■ **ENTRIES PROVIDED**
◇ ◇ ◇ ◇

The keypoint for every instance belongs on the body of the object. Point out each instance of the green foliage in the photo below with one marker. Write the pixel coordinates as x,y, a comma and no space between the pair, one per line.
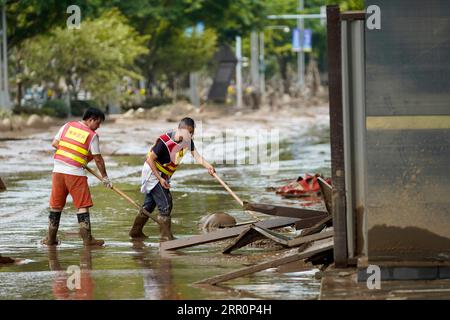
181,53
95,58
148,103
77,107
56,108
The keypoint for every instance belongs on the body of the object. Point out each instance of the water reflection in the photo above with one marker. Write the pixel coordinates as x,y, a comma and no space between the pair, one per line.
157,274
60,288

◇ ◇ ◇ ◇

■ **GOAL OF THE EXERCISE**
This exercise asks for an exact repeat of the lines from the one holding "of the water" through the end of the data above.

■ **TASK OUTPUT**
The keypoint for every instance belongs on the body of the object. Point out each instance of the water reflection in the photo above with one marker. Write the pixel coordinates as x,y, a comma and no space between the pair, one per line.
157,274
60,288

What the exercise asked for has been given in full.